__Text segment__.
=======

"The Boy Is Mine" is a duet by American singers Brandy and Monica. It was written by LaShawn Daniels, Japhe Tejeda, Fred Jerkins III, Rodney "Darkchild" Jerkins, and Brandy, while production was helmed by Jerkins, Brandy, and Dallas Austin. It was released as the lead single from both singers' second albums from 1998, Never Say Never by Brandy and the title track by Monica. Inspired by Michael Jackson and Paul McCartney's 1982 duet "The Girl Is Mine", the lyrics of the mid-tempo R&B track revolve around two women fighting over a man.

The song received generally positive reviews from music critics and was the first number-one pop hit for both artists, in the US and internationally. Exploiting the media's presumption of a rivalry between the two young singers, "The Boy Is Mine" became the best-selling song of the year in the US, selling 2.6 million copies, and spent 13 weeks at the top of the US Billboard Hot 100. It became the second song in the history of the chart to ascend directly to number-one from a previous position beneath the Top 20, at number 23, following The Beatles and the 27–1 leap of their single "Can't Buy Me Love" in April 1964. Internationally, the single also achieved a strong charting, peaking at number one in Canada, the Netherlands and New Zealand, while reaching the top five on most of the other charts on which it appeared.

=======

__Objective__. Reproduce everything in the passage on the Brandy and Monica duet from "The song received" down to "which it appeared.".

__Collected data__.
=======

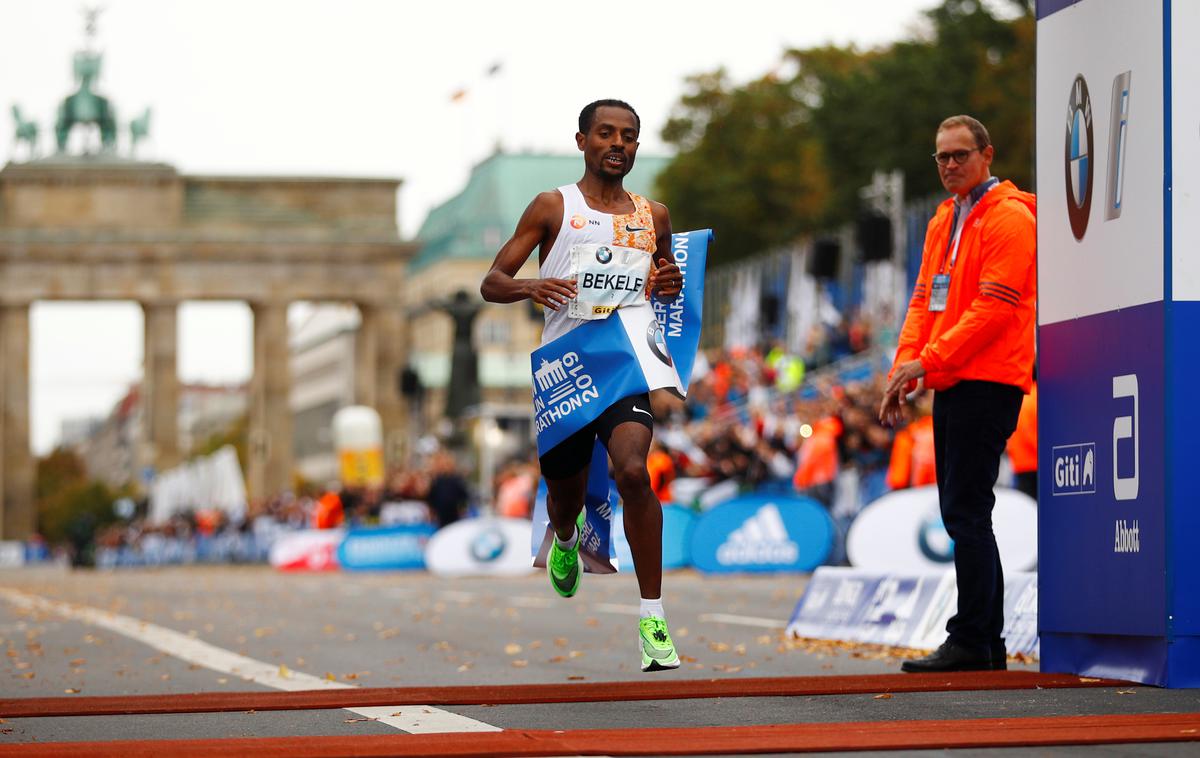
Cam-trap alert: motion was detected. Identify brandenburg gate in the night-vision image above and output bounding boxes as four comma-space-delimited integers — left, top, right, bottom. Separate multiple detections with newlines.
0, 16, 413, 540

=======

__Answer to this task__.
The song received generally positive reviews from music critics and was the first number-one pop hit for both artists, in the US and internationally. Exploiting the media's presumption of a rivalry between the two young singers, "The Boy Is Mine" became the best-selling song of the year in the US, selling 2.6 million copies, and spent 13 weeks at the top of the US Billboard Hot 100. It became the second song in the history of the chart to ascend directly to number-one from a previous position beneath the Top 20, at number 23, following The Beatles and the 27–1 leap of their single "Can't Buy Me Love" in April 1964. Internationally, the single also achieved a strong charting, peaking at number one in Canada, the Netherlands and New Zealand, while reaching the top five on most of the other charts on which it appeared.